__EXERCISE DETAILS__.
Starting at the line containing "outline palm tree" and ending with the final line, reproduce only those lines with "even-odd" swapped for "nonzero" and everything else unchanged. Omit the pictures from your answer.

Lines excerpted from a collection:
* * *

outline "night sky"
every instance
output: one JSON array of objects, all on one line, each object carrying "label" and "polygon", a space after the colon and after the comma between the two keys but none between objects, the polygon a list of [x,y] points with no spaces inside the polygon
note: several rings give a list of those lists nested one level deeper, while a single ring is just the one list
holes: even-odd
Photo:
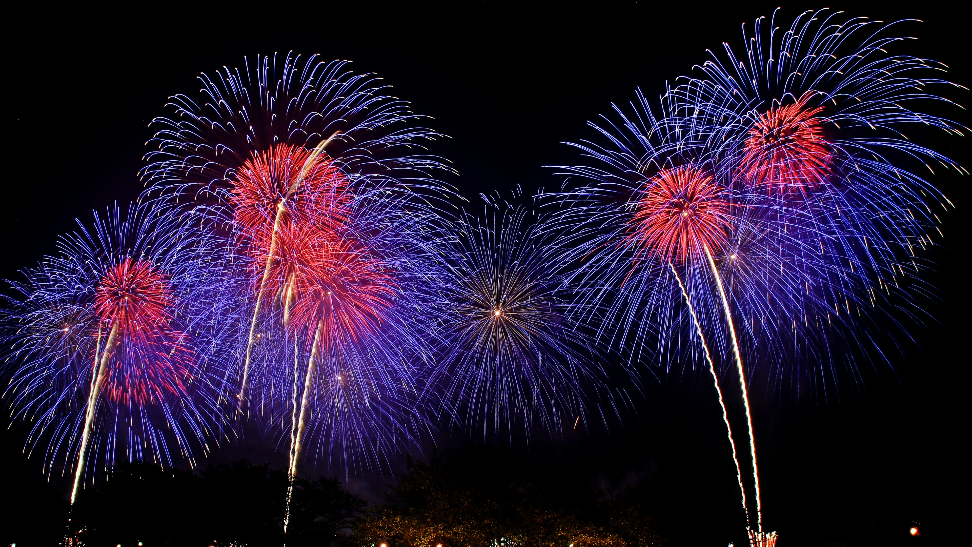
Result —
[{"label": "night sky", "polygon": [[[952,81],[972,84],[966,21],[929,4],[846,11],[922,19],[907,27],[920,38],[907,51],[945,62]],[[274,4],[201,13],[193,4],[159,4],[141,14],[11,14],[5,26],[13,33],[4,37],[11,116],[0,278],[16,278],[18,269],[52,252],[56,236],[73,230],[76,217],[87,222],[91,209],[136,198],[148,124],[169,115],[166,97],[194,91],[199,72],[241,65],[244,55],[321,54],[376,72],[416,112],[432,116],[432,128],[452,137],[432,151],[459,171],[447,182],[478,204],[480,193],[521,187],[531,195],[559,186],[562,180],[542,165],[573,163],[575,153],[561,141],[590,135],[585,122],[612,101],[632,100],[637,87],[649,96],[662,92],[666,81],[705,60],[707,48],[739,42],[742,22],[777,6],[672,3],[660,11],[645,2],[591,3],[528,13],[520,5],[386,11],[362,3],[331,12]],[[784,12],[787,22],[803,9],[793,6]],[[950,97],[967,103],[968,95],[955,90]],[[953,116],[970,125],[957,109]],[[925,144],[969,166],[967,138]],[[968,340],[958,329],[967,324],[959,318],[967,294],[959,264],[969,179],[946,173],[932,181],[956,209],[943,219],[941,246],[928,254],[937,268],[926,281],[937,294],[922,301],[929,316],[910,328],[914,341],[899,339],[900,349],[887,348],[889,365],[863,365],[862,384],[843,385],[825,398],[753,387],[765,522],[781,530],[782,545],[905,533],[913,521],[929,538],[943,538],[967,520],[960,516],[967,474],[959,465],[967,456],[959,447],[967,442],[968,412],[959,405],[967,399]],[[722,520],[738,503],[735,472],[702,372],[659,371],[623,426],[537,441],[529,451],[516,439],[512,448],[608,489],[654,489],[699,522]],[[0,439],[2,465],[17,477],[6,486],[26,489],[28,497],[66,492],[67,481],[49,485],[40,458],[21,455],[24,436],[15,428]],[[454,435],[439,448],[461,442]],[[238,457],[283,467],[286,455],[248,435],[245,444],[217,455]],[[370,477],[352,486],[373,495],[386,482]]]}]

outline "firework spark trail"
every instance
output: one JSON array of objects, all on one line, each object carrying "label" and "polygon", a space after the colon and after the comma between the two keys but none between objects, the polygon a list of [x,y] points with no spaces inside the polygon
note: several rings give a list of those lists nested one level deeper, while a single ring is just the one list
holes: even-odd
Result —
[{"label": "firework spark trail", "polygon": [[120,323],[112,325],[112,332],[108,335],[108,342],[102,350],[101,359],[98,362],[97,371],[91,377],[90,394],[87,396],[87,405],[85,411],[85,429],[81,434],[81,446],[78,448],[78,468],[74,472],[74,486],[71,488],[71,505],[74,505],[78,498],[78,492],[81,491],[81,477],[84,469],[87,468],[87,443],[91,438],[91,428],[94,426],[94,413],[98,404],[98,395],[101,394],[101,387],[105,383],[105,377],[108,373],[108,359],[111,357],[115,347],[115,339],[119,334]]},{"label": "firework spark trail", "polygon": [[746,371],[743,369],[743,356],[739,351],[739,341],[736,339],[736,326],[732,320],[732,310],[729,309],[729,300],[726,298],[726,290],[722,285],[722,276],[715,268],[715,261],[712,260],[712,253],[709,250],[709,245],[703,243],[706,249],[706,257],[709,259],[709,266],[712,267],[712,277],[715,278],[715,285],[719,289],[719,297],[722,300],[722,310],[725,311],[726,323],[729,325],[729,335],[732,337],[732,349],[736,356],[736,367],[739,371],[739,387],[743,392],[743,405],[746,408],[746,425],[749,433],[749,456],[752,458],[752,481],[756,490],[756,531],[762,531],[762,501],[759,496],[759,468],[756,466],[756,439],[752,433],[752,415],[749,412],[749,393],[746,386]]},{"label": "firework spark trail", "polygon": [[[307,408],[310,402],[310,392],[313,387],[314,379],[314,357],[318,353],[318,345],[320,344],[321,337],[324,334],[321,332],[324,330],[324,321],[320,321],[317,324],[317,332],[314,334],[314,344],[311,346],[310,349],[310,359],[307,362],[307,375],[304,378],[304,388],[303,394],[300,396],[300,412],[299,415],[296,412],[296,398],[297,398],[297,375],[296,369],[294,369],[294,403],[295,412],[294,416],[296,419],[295,423],[292,423],[291,427],[294,433],[291,436],[291,459],[290,464],[287,469],[287,503],[286,503],[286,513],[284,515],[284,535],[287,535],[287,527],[291,520],[291,498],[294,493],[294,482],[297,478],[297,458],[300,456],[300,445],[303,442],[303,434],[307,429]],[[285,544],[286,545],[286,544]]]},{"label": "firework spark trail", "polygon": [[688,306],[688,312],[692,315],[692,321],[695,323],[695,331],[699,334],[699,340],[702,341],[702,348],[706,355],[706,361],[709,362],[709,372],[712,375],[712,385],[715,386],[715,393],[718,395],[719,408],[722,409],[722,421],[726,424],[726,436],[729,438],[729,446],[732,447],[732,460],[736,464],[736,478],[739,480],[739,492],[742,494],[743,501],[743,512],[746,514],[748,518],[749,510],[746,505],[746,486],[743,484],[743,468],[739,465],[739,456],[736,454],[736,441],[732,437],[732,425],[729,423],[729,415],[726,413],[726,405],[722,400],[722,388],[719,387],[719,377],[715,374],[715,365],[712,363],[712,353],[709,351],[709,345],[706,343],[706,336],[702,333],[702,324],[699,322],[699,316],[695,314],[695,308],[692,307],[692,299],[688,297],[688,292],[685,290],[685,285],[681,282],[681,277],[676,271],[675,266],[670,262],[669,268],[672,269],[672,274],[675,274],[676,280],[678,282],[678,288],[681,289],[682,296],[685,297],[685,304]]}]

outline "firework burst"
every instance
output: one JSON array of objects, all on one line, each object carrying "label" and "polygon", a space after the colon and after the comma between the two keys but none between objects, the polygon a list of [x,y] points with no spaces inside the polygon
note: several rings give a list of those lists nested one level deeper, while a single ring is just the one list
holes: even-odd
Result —
[{"label": "firework burst", "polygon": [[[317,55],[260,55],[245,71],[201,75],[198,96],[172,97],[177,118],[153,122],[158,130],[150,144],[157,151],[143,171],[146,196],[210,227],[228,254],[253,255],[248,247],[269,245],[261,269],[244,267],[257,280],[243,295],[248,328],[232,327],[248,331],[240,337],[241,370],[226,371],[227,379],[238,377],[232,398],[240,410],[258,331],[265,330],[265,300],[279,289],[267,283],[281,230],[311,219],[323,230],[346,227],[351,209],[374,201],[387,203],[391,216],[403,204],[428,209],[430,196],[422,194],[429,190],[435,199],[442,192],[429,176],[442,164],[422,153],[437,133],[415,127],[422,117],[388,94],[379,78],[347,66]],[[214,290],[226,292],[226,283],[235,281]]]},{"label": "firework burst", "polygon": [[447,346],[434,396],[450,420],[482,428],[484,439],[520,427],[557,434],[586,420],[582,389],[605,379],[578,351],[585,338],[568,319],[553,247],[528,209],[501,202],[485,213],[460,219],[446,251],[436,290]]},{"label": "firework burst", "polygon": [[123,455],[192,465],[193,447],[208,450],[223,423],[208,353],[196,353],[183,319],[201,272],[177,259],[191,252],[180,230],[135,206],[96,215],[92,228],[25,270],[3,311],[14,365],[5,395],[31,423],[29,452],[73,467],[72,503],[92,463]]}]

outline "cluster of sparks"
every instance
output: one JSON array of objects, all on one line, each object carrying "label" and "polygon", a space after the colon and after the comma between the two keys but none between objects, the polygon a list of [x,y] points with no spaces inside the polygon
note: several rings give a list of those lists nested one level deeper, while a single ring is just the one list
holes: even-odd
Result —
[{"label": "cluster of sparks", "polygon": [[349,468],[443,419],[495,437],[576,427],[609,396],[602,348],[632,363],[701,349],[750,542],[770,544],[747,378],[816,358],[826,385],[836,359],[819,357],[858,340],[879,295],[906,292],[944,201],[894,158],[961,170],[901,134],[964,128],[908,108],[943,100],[924,91],[941,67],[886,54],[890,26],[757,20],[742,56],[726,45],[659,109],[639,92],[591,124],[605,144],[574,145],[591,162],[563,168],[540,216],[448,212],[434,177],[448,167],[415,154],[437,133],[345,62],[260,56],[203,75],[200,96],[154,121],[143,204],[65,237],[15,283],[7,394],[28,447],[64,458],[73,501],[89,459],[191,460],[255,419],[289,444],[294,479],[311,439]]}]

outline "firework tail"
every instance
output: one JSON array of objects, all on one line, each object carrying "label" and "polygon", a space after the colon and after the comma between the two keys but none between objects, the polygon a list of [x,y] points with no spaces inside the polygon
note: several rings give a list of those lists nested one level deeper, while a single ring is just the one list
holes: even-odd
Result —
[{"label": "firework tail", "polygon": [[[291,496],[294,493],[294,481],[297,478],[297,460],[300,457],[300,449],[303,444],[303,433],[307,429],[307,407],[310,403],[310,391],[311,384],[314,381],[314,357],[317,355],[321,346],[321,337],[324,336],[324,321],[320,321],[317,324],[317,332],[314,334],[314,343],[310,349],[310,359],[307,361],[307,375],[304,377],[304,389],[303,394],[300,396],[300,413],[293,413],[292,419],[296,415],[296,426],[292,423],[291,427],[293,433],[291,434],[291,462],[290,468],[287,471],[287,478],[289,485],[287,487],[287,508],[285,509],[284,516],[284,533],[287,533],[287,525],[291,518]],[[295,373],[296,369],[295,369]],[[296,403],[296,375],[294,378],[294,402]]]},{"label": "firework tail", "polygon": [[[295,436],[297,434],[297,393],[300,391],[297,389],[297,372],[300,368],[299,356],[299,346],[297,346],[297,337],[294,337],[294,396],[291,399],[291,404],[293,405],[293,410],[291,411],[291,453],[290,461],[294,461],[294,447],[296,444]],[[305,381],[306,382],[306,381]],[[291,475],[290,467],[287,470],[287,499],[284,504],[284,534],[287,534],[287,525],[291,522],[291,497],[294,495],[294,478]],[[284,544],[286,547],[286,543]]]},{"label": "firework tail", "polygon": [[78,491],[81,490],[81,478],[85,475],[85,465],[87,456],[87,444],[91,438],[91,429],[94,427],[94,412],[98,404],[98,395],[101,393],[101,386],[105,383],[105,377],[108,374],[108,358],[112,354],[115,341],[118,338],[121,321],[115,321],[111,333],[108,335],[108,342],[104,349],[101,350],[101,359],[98,362],[98,370],[95,371],[94,378],[91,379],[91,390],[87,395],[87,409],[85,413],[85,430],[81,434],[81,447],[78,449],[78,468],[74,472],[74,488],[71,489],[71,505],[74,505],[78,498]]},{"label": "firework tail", "polygon": [[243,397],[246,392],[247,380],[250,374],[250,361],[253,358],[253,345],[254,342],[256,342],[255,337],[257,332],[257,322],[260,316],[260,309],[263,303],[263,292],[266,287],[266,281],[270,277],[270,269],[273,266],[273,259],[276,258],[277,255],[277,246],[279,245],[279,241],[277,240],[278,234],[280,232],[280,224],[283,222],[284,213],[287,211],[287,200],[294,195],[297,189],[297,185],[300,184],[300,181],[302,181],[305,176],[307,176],[307,173],[314,165],[314,162],[321,154],[324,153],[324,148],[328,146],[328,143],[337,136],[337,134],[338,132],[335,131],[334,134],[330,135],[314,148],[313,152],[311,152],[310,156],[308,156],[307,160],[304,162],[303,167],[300,169],[299,176],[297,176],[288,189],[287,196],[280,201],[280,203],[277,204],[277,214],[273,219],[273,232],[270,235],[270,249],[266,254],[266,265],[263,268],[263,275],[260,280],[260,287],[257,289],[257,302],[254,304],[253,318],[250,320],[250,334],[247,337],[246,356],[243,360],[243,378],[240,381],[240,392],[236,401],[237,417],[239,417],[243,410]]},{"label": "firework tail", "polygon": [[732,438],[732,426],[729,424],[729,415],[726,413],[725,401],[722,400],[722,389],[719,387],[719,377],[715,374],[715,366],[712,364],[712,356],[709,351],[709,345],[706,344],[706,337],[702,334],[702,324],[699,323],[699,317],[695,314],[695,308],[692,307],[692,300],[688,298],[688,292],[685,290],[685,285],[681,282],[681,277],[678,276],[678,273],[676,271],[675,266],[669,263],[669,268],[672,269],[672,273],[675,274],[675,278],[678,281],[678,288],[681,289],[681,295],[685,297],[685,304],[688,305],[688,312],[692,315],[692,321],[695,322],[695,332],[699,333],[699,340],[702,341],[702,348],[706,353],[706,360],[709,361],[709,371],[712,374],[712,385],[715,386],[715,393],[719,398],[719,408],[722,409],[722,421],[726,424],[726,436],[729,437],[729,446],[732,447],[732,460],[736,463],[736,478],[739,480],[739,492],[743,498],[743,511],[746,515],[746,519],[749,517],[749,509],[746,506],[746,486],[743,484],[743,469],[739,465],[739,456],[736,454],[736,441]]},{"label": "firework tail", "polygon": [[756,532],[762,532],[763,508],[759,499],[759,468],[756,467],[756,440],[752,434],[752,414],[749,412],[749,394],[746,388],[746,376],[743,371],[743,357],[739,352],[739,342],[736,339],[736,327],[732,320],[732,311],[729,310],[729,299],[726,298],[726,290],[722,284],[722,276],[715,268],[715,260],[712,258],[709,245],[703,243],[706,249],[706,257],[709,258],[709,266],[712,270],[712,276],[715,277],[715,284],[719,289],[719,298],[722,299],[722,310],[726,315],[726,323],[729,325],[729,335],[732,337],[732,349],[736,356],[736,367],[739,369],[739,386],[743,391],[743,404],[746,407],[746,425],[749,432],[749,456],[752,457],[752,482],[756,491]]}]

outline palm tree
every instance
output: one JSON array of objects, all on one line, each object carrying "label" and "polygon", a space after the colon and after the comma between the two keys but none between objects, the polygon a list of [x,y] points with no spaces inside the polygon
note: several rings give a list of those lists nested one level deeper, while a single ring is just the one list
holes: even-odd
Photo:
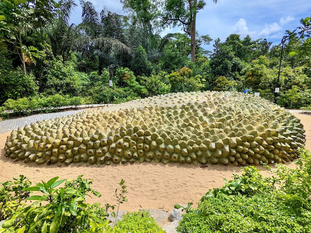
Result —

* * *

__RESULT FOR THIS TASK__.
outline palm tree
every instance
output: one JSON array of objects, all on one line, each object carrying "label" and "polygon", a space after the colon and after the comma between the two keys but none between objects, the polygon a list of [x,y] points with no spaces inside the polygon
note: several rings give a list of those lists nested one level deeper, while a single ring is just the one list
holes: nonzero
Photo:
Result —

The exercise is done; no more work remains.